Instruction A: In the passage on restaurant portions that follows, why does the writer eat half of an ordered meal and save the rest? Answer in one to three sentences.
Instruction B: Summarize the passage on restaurant portions below in two sentences.
** Start Text segment **
How am I adapting in this evolving food environment, which evidently still needs change? I’ve taken to planning to stretch a meal I order out for two meals; I eat half, visually cued by the white space on the plate, then save the rest. It is less about understanding my own satiety signals internally, and more an adaptive response to the way menus are designed and the options that are there. Although, I would much rather I pay greater heed to feeling like I’m satisfied with a meal, than worrying about if I’m getting my money’s worth or wasting food.

If I must pay, I suppose I’m wondering what it is I am exactly paying for.

From the fast restaurant’s perspective, do they charge $17 for an entrée with two sides so that they are insured a profit, or is that how much the food and labor are worth? What does the price indicate about quality? Is it commensurate with the quality of the greens, how organic the dairy is, or the thought that it took initially to come up with the item on the menu? Are there places where $17 means something different in terms of quality, sustainability, artistry, taste, and quantity, and if so, how can a consumer make educated decisions when they’re simply trying to quell the lower grumble of an empty tank?

How many of you have wanted to order a half portion of a dish that sounded delicious, and wished you could just pay for what you plan to eat fresh, right there, but couldn’t?

Hopefully you found a suitable option. Did you share it with someone else you were dining with? Save it for the doggy bag? Or, did you say “Yes, I’m done!” and let the server take the plate away, still laden with energy-dense, empty calorie foods? Hello, food-waste.
** End Text segment **
** Start Supplied data **
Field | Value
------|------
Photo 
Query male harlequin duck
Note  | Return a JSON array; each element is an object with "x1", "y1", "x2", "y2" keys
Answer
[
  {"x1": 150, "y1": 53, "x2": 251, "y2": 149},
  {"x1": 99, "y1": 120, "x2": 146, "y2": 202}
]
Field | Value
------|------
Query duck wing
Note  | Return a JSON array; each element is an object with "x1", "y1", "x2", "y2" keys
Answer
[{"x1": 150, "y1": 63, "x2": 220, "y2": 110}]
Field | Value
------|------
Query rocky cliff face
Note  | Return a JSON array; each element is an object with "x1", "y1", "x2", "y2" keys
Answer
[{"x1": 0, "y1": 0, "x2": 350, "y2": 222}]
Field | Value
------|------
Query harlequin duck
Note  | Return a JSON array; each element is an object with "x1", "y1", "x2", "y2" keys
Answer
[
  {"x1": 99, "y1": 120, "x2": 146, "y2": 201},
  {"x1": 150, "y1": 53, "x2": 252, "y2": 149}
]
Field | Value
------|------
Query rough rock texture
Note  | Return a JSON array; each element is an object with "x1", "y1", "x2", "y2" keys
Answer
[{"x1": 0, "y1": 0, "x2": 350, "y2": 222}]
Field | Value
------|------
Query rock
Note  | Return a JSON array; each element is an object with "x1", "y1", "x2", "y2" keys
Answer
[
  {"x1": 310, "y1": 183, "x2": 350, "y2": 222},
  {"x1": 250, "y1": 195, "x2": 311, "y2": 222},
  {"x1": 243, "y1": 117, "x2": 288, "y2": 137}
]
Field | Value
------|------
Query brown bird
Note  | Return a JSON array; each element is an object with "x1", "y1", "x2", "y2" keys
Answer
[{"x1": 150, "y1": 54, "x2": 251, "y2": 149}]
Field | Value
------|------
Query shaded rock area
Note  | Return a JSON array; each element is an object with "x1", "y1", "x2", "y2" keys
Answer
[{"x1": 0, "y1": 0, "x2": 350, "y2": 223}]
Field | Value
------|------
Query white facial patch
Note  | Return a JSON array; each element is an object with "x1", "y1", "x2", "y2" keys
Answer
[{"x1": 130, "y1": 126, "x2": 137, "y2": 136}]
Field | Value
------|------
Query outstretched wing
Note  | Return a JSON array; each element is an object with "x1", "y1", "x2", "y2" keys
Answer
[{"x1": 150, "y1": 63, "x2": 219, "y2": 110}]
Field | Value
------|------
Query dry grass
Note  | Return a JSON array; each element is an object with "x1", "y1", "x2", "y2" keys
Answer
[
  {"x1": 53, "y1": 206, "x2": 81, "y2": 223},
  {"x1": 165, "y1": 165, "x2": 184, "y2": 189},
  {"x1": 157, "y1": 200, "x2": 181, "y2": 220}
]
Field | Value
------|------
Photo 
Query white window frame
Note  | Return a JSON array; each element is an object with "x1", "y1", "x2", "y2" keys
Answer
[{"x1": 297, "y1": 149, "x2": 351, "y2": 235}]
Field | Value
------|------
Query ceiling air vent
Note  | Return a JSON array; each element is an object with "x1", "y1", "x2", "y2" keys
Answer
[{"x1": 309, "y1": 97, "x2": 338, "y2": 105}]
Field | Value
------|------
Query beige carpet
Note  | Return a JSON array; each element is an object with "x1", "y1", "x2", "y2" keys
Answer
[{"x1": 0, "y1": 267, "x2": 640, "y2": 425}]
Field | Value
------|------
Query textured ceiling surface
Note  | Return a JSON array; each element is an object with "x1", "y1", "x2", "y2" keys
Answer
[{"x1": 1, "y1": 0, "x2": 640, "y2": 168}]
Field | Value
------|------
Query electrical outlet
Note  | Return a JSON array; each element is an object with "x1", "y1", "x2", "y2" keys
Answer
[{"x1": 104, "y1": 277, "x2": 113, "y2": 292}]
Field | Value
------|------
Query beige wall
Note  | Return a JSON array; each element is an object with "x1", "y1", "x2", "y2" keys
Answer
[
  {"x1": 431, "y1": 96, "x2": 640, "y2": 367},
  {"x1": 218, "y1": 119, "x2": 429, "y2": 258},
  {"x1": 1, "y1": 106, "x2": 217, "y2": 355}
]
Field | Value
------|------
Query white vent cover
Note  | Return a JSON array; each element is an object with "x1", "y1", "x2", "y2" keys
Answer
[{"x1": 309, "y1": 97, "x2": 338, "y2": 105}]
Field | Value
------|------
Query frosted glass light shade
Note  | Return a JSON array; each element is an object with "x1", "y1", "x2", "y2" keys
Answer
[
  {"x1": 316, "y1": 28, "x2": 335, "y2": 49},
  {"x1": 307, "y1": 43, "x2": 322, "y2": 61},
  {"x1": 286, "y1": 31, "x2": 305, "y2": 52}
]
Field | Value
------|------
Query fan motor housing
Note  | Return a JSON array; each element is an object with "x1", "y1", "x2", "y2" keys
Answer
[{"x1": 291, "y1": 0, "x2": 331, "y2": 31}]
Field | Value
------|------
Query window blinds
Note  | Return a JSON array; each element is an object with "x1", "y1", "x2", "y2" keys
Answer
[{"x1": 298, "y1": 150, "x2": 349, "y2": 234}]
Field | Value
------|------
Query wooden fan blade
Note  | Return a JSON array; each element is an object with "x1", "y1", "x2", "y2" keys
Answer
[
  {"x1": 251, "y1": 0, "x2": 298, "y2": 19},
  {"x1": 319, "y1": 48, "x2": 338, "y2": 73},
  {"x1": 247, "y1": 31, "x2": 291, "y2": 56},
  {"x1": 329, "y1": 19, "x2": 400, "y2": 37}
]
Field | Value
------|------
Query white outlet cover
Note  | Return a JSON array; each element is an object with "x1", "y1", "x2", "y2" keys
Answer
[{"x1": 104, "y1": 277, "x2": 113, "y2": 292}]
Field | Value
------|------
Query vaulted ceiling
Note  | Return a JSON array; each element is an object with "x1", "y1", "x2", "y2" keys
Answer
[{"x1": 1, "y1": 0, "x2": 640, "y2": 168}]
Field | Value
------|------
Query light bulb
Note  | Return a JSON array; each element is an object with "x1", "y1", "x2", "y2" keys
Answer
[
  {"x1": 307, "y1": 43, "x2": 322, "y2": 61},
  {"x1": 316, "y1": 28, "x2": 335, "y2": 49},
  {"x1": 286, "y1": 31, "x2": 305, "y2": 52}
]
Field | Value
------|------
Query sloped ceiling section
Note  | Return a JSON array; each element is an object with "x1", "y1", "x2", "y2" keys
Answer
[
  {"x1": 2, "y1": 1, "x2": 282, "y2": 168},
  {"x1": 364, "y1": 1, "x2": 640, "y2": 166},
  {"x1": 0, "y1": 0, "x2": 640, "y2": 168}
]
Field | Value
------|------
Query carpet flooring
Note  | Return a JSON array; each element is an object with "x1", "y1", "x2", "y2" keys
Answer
** End Supplied data **
Problem solution A: The writer eats half, using the white space on the plate as a cue, because the habit is an adaptive response to how menus are designed and what options they offer. It is not mainly a matter of reading internal satiety signals.

Problem solution B: The writer copes with restaurant meals by eating half and saving the rest, as an adaptation to menu design rather than to internal fullness cues, and wonders what a price such as $17 for an entrée with two sides actually pays for. The passage also asks how many diners have wished they could order and pay for only a half portion, and it notes that an unfinished plate taken away by the server becomes food waste.